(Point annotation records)

>> Begin

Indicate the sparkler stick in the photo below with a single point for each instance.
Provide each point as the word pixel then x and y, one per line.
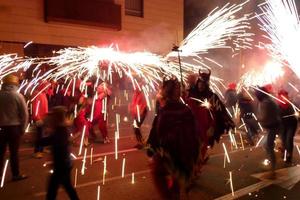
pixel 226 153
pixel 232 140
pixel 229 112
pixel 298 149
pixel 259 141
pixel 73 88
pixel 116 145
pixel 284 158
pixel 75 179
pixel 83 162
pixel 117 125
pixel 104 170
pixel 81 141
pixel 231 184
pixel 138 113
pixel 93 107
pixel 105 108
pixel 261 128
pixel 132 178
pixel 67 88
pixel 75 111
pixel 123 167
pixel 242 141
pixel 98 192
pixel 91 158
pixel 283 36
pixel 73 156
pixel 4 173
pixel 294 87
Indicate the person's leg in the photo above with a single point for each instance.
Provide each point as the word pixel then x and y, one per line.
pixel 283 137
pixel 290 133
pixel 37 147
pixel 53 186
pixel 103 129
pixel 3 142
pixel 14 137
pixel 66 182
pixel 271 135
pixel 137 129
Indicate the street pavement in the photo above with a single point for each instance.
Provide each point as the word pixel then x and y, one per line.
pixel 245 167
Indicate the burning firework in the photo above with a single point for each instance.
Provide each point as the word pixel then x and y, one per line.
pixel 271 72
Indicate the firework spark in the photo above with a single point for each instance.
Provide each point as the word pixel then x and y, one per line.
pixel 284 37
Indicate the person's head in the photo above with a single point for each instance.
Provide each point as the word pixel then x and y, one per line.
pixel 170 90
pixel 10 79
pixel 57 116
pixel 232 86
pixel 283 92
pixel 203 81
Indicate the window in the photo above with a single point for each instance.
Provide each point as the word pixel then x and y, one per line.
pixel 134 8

>> End
>> Begin

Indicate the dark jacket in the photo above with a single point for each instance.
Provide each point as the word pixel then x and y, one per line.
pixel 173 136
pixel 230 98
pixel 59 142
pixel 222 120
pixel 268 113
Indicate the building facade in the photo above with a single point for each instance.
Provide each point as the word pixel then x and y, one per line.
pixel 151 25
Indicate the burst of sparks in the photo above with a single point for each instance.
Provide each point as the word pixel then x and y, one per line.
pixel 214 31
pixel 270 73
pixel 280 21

>> End
>> Begin

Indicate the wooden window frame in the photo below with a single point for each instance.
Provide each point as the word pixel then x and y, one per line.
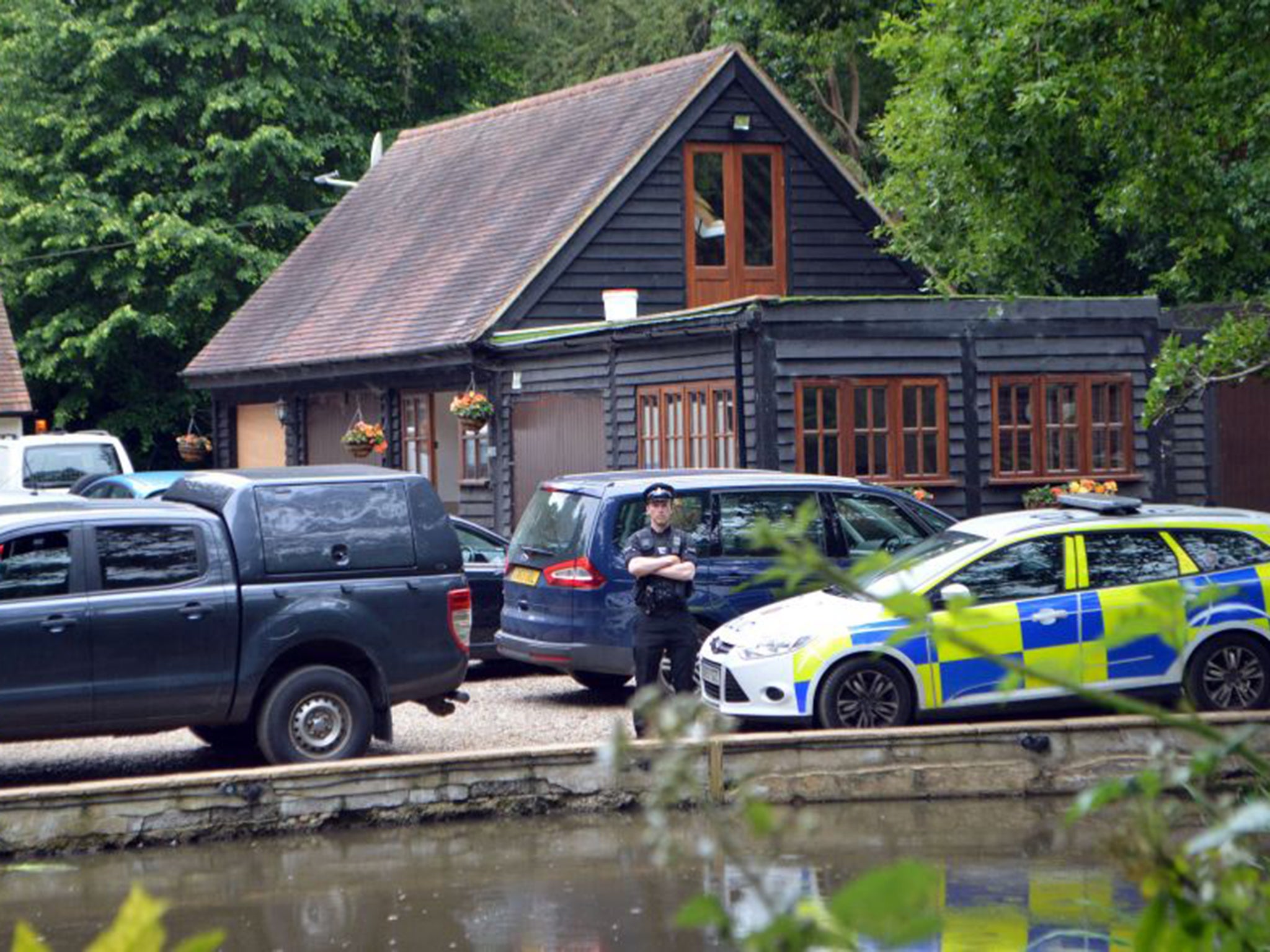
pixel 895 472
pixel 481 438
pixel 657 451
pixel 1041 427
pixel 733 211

>> End

■ Written instruction
Please convert the records into a JSON list of strings, one string per line, starting with the line with "Indicate the sparkler" and going on through the line with "pixel 284 37", both included. Leave out blank lines and the pictures.

■ Result of the task
[
  "Indicate the sparkler stick in the photo below with a single point for each instance.",
  "Provide each point as the word pixel then x and y, one per line.",
  "pixel 226 153",
  "pixel 232 140",
  "pixel 229 112",
  "pixel 298 149",
  "pixel 259 141",
  "pixel 73 88",
  "pixel 116 145",
  "pixel 284 158",
  "pixel 75 179",
  "pixel 83 162",
  "pixel 117 125",
  "pixel 104 170",
  "pixel 81 141",
  "pixel 231 184",
  "pixel 138 113",
  "pixel 93 107",
  "pixel 105 108",
  "pixel 261 128",
  "pixel 132 178",
  "pixel 67 88",
  "pixel 75 111",
  "pixel 123 167",
  "pixel 242 141",
  "pixel 98 192",
  "pixel 91 158",
  "pixel 283 36",
  "pixel 73 156",
  "pixel 4 173",
  "pixel 294 87",
  "Indicate the person's leg in the photo above with a single point for each instance.",
  "Provide each point as the word pixel then x and y, one per line.",
  "pixel 283 137",
  "pixel 290 133",
  "pixel 37 147",
  "pixel 53 186",
  "pixel 103 129",
  "pixel 3 142",
  "pixel 14 137",
  "pixel 66 182",
  "pixel 271 135",
  "pixel 137 129",
  "Indicate the street pavement in the photo above with a single point for each instance.",
  "Provide each point as the word pixel then x and y, one per line.",
  "pixel 245 167",
  "Indicate the burning firework in the photo above with a single point for each instance.",
  "Provide each point as the word pixel then x and y, one per line.",
  "pixel 271 72",
  "Indicate the firework spark in the photo above with a single point for each instance.",
  "Provide each point as the word pixel then x and y, one per line.",
  "pixel 284 37"
]